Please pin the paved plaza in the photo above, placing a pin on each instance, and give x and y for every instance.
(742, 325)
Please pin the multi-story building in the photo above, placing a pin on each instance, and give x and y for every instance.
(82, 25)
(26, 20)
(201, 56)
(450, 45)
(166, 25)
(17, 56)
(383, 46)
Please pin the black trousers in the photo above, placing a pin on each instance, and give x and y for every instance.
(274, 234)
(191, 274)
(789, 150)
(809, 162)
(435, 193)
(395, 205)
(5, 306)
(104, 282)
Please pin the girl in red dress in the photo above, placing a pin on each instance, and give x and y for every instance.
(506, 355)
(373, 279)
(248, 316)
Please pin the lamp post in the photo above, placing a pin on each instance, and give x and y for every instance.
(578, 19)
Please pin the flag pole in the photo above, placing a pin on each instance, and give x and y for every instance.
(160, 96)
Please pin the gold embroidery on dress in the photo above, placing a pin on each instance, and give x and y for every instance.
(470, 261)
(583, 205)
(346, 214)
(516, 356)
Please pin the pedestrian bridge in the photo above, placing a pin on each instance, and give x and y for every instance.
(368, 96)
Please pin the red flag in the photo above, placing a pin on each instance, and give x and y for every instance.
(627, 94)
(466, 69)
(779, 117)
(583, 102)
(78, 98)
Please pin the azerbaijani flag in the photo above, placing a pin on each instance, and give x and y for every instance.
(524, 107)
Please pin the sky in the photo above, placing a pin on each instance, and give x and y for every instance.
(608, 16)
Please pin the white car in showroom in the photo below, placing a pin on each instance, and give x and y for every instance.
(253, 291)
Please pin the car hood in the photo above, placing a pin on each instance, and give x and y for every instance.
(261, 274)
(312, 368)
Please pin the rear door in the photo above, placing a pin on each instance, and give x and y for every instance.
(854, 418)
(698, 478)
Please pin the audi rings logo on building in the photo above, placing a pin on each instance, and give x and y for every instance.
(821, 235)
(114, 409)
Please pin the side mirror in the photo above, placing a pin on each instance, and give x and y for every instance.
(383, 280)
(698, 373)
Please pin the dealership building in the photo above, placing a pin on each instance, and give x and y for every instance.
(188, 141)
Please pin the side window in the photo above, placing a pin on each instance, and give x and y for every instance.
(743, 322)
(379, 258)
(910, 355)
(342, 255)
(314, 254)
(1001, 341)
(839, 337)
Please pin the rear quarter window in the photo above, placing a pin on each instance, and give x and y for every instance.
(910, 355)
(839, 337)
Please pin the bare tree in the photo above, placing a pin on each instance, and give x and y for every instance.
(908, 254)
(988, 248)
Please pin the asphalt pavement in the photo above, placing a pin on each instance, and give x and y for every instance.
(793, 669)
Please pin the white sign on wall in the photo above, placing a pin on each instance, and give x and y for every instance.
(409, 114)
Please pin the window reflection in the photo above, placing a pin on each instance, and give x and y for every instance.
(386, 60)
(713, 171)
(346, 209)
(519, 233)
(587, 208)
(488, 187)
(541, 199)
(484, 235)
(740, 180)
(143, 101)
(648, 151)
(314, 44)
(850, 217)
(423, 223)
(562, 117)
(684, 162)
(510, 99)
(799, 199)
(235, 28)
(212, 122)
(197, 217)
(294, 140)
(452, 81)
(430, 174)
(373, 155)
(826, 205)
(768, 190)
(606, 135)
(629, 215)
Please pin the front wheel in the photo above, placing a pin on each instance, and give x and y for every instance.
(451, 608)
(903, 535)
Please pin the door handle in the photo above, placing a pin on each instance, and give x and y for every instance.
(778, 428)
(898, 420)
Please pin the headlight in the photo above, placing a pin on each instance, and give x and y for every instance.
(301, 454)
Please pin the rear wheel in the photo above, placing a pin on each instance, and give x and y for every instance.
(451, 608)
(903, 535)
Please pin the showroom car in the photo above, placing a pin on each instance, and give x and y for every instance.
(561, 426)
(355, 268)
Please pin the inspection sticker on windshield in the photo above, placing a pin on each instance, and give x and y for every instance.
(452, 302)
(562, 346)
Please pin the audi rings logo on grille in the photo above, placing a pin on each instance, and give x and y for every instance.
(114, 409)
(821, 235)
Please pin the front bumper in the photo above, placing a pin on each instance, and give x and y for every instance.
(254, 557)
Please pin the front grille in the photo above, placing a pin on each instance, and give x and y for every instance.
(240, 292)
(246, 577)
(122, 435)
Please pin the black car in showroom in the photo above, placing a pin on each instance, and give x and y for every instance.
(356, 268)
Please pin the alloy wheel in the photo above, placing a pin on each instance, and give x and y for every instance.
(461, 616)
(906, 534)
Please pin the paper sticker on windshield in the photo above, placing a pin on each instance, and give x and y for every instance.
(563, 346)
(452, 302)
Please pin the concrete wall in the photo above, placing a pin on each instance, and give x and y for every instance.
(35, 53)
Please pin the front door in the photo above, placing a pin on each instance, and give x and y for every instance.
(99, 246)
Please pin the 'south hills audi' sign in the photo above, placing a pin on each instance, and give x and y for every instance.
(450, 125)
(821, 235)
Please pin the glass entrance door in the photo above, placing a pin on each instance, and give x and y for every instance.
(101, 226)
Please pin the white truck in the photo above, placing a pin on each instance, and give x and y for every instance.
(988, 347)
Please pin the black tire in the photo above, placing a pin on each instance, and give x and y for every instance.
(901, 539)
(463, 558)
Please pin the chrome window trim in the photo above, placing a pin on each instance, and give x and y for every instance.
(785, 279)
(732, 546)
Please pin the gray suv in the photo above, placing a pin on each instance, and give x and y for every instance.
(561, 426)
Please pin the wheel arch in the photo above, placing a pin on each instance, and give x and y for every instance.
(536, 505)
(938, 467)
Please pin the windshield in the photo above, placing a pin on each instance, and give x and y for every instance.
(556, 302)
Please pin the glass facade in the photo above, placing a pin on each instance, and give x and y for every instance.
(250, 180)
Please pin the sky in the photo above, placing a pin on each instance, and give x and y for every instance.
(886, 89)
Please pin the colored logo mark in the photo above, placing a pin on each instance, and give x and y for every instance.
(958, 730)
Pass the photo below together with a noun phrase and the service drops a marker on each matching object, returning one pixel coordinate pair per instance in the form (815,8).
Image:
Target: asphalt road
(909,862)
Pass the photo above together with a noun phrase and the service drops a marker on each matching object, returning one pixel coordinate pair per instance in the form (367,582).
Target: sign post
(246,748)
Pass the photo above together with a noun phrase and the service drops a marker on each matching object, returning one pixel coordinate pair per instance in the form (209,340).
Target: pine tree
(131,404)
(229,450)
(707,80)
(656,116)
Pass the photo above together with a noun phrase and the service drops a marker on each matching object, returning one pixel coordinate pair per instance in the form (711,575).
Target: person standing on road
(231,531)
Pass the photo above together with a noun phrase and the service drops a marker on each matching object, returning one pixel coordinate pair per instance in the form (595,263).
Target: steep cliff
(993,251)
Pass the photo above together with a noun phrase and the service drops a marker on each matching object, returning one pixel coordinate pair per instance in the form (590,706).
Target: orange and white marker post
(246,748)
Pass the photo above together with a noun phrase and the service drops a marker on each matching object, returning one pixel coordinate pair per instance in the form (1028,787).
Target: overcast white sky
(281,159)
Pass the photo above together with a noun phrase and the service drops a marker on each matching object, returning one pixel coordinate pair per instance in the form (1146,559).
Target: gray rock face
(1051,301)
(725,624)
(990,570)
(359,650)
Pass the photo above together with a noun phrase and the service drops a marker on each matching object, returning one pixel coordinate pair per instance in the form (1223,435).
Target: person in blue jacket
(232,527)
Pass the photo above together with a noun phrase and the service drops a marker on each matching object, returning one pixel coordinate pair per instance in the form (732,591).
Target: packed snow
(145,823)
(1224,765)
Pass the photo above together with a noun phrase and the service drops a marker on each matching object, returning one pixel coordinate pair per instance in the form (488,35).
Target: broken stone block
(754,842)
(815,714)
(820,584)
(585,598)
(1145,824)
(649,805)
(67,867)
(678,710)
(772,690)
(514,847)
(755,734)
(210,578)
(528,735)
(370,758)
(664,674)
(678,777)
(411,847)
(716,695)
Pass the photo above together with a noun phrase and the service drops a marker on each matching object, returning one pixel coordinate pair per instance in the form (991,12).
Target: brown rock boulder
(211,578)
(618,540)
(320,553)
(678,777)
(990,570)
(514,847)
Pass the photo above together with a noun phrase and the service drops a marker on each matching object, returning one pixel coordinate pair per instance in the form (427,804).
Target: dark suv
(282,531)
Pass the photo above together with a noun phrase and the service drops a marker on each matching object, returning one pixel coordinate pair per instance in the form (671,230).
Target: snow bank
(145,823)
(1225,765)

### What you should do
The required output is the exact sequence of lines from the one containing "the form (991,12)." through the end of the listing, both endpoints included.

### Final result
Pass the photo above together with a noun phrase and the service drops a marker on each matching object, returning one pixel coordinate pair per instance in the form (991,12).
Target: brown rock boulder
(211,578)
(618,540)
(320,553)
(678,777)
(990,570)
(514,847)
Pass the photo above together with a noun phrase and the service drops a marker on each matching object, returning one pixel coordinate pair per instance in the form (427,804).
Target: dark suv
(282,531)
Pass the photo above together with a noun phrase and the service drops a marker on each matching object, returning one pixel coordinate pair per instance in the form (671,230).
Target: snow bank
(145,823)
(1225,765)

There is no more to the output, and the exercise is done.